* **Material**:
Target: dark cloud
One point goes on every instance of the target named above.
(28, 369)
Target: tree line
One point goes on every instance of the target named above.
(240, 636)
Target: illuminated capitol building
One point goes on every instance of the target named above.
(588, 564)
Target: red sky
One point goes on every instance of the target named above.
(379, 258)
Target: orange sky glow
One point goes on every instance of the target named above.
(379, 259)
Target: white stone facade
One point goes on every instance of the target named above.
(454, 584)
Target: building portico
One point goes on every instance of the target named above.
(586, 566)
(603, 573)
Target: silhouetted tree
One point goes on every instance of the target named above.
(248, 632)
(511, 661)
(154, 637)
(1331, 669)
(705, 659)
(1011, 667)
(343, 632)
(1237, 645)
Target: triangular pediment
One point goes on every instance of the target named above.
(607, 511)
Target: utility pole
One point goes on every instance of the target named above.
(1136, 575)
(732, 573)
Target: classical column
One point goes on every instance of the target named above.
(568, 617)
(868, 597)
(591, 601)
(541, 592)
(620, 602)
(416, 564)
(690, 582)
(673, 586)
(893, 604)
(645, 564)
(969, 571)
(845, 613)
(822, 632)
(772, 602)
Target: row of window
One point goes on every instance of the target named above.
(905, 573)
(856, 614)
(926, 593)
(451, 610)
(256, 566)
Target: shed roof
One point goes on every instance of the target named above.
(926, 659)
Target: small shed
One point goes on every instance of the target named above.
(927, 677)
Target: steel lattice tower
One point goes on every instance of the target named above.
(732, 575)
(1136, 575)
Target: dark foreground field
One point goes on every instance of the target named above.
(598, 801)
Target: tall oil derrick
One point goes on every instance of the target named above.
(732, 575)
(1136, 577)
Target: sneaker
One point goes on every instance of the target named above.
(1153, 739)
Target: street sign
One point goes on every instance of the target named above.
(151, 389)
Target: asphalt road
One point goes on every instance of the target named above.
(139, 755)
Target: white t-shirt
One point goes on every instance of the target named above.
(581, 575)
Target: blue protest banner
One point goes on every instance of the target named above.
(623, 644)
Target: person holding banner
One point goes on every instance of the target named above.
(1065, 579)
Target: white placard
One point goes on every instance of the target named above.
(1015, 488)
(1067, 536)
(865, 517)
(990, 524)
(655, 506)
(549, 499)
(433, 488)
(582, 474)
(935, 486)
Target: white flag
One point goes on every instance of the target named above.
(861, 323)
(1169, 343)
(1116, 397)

* **Short exercise**:
Copy out the whole listing above line for line, with no changes.

* **Reply to the task**:
Target: dark cloud
One point goes on every instance of the target named above.
(28, 369)
Target: tree line
One point goes on every instance of the target named above.
(240, 636)
Target: illuminated capitol building
One point goes on every instance of the target named above.
(588, 564)
Target: red sky
One point goes on every instance of the target named above.
(379, 258)
Target: orange sky glow
One point goes on every instance of the target named above.
(379, 259)
Target: white stone facade
One point goes on every instance of the target named above.
(454, 584)
Target: building portico
One point goes on every instance of the target named above.
(586, 566)
(603, 573)
Target: silhouetted tree
One point goes on every instance of the target named above.
(248, 632)
(511, 661)
(154, 637)
(1331, 669)
(705, 659)
(1011, 667)
(343, 632)
(1237, 645)
Target: triangular pediment
One point goes on every instance of the target named above.
(607, 511)
Target: utility pole
One point goes on every instance of the target named above.
(1136, 575)
(732, 573)
Target: classical column
One point goes on every instance of the target named above.
(568, 617)
(868, 597)
(591, 601)
(541, 592)
(620, 602)
(416, 564)
(690, 582)
(673, 586)
(893, 604)
(645, 564)
(969, 571)
(845, 613)
(822, 632)
(772, 602)
Target: row of window
One point goes on every instance of the target named above.
(905, 573)
(856, 614)
(926, 593)
(451, 610)
(256, 566)
Target: shed roof
One point goes on every instance of the target named above.
(926, 659)
Target: small shed
One point goes on every instance of the target named above.
(927, 677)
Target: steel lattice tower
One point goes on every instance of the target named above.
(732, 575)
(1136, 575)
Target: dark foreground field
One point goes on every instance of the target named above.
(598, 801)
Target: tall oil derrick
One point goes on every instance of the target named above.
(732, 575)
(1136, 577)
Target: sneaker
One point goes on every instance of the target named above.
(1153, 739)
Target: street sign
One point goes on every instance of the target named above.
(151, 389)
Target: asphalt road
One point goes on every instance of the target named above.
(139, 755)
Target: white t-shirt
One point goes on every instance of the target named above.
(581, 575)
Target: blue protest banner
One point goes on every instance of the target named above.
(623, 644)
Target: person holding banner
One point goes on every instance of the target named above.
(1065, 579)
Target: white placard
One point goes on every instance of the target named above.
(1015, 488)
(1067, 536)
(865, 517)
(990, 524)
(655, 506)
(549, 499)
(433, 488)
(582, 474)
(935, 486)
Target: white flag
One point goes on every instance of the target named above.
(861, 323)
(1169, 343)
(1116, 397)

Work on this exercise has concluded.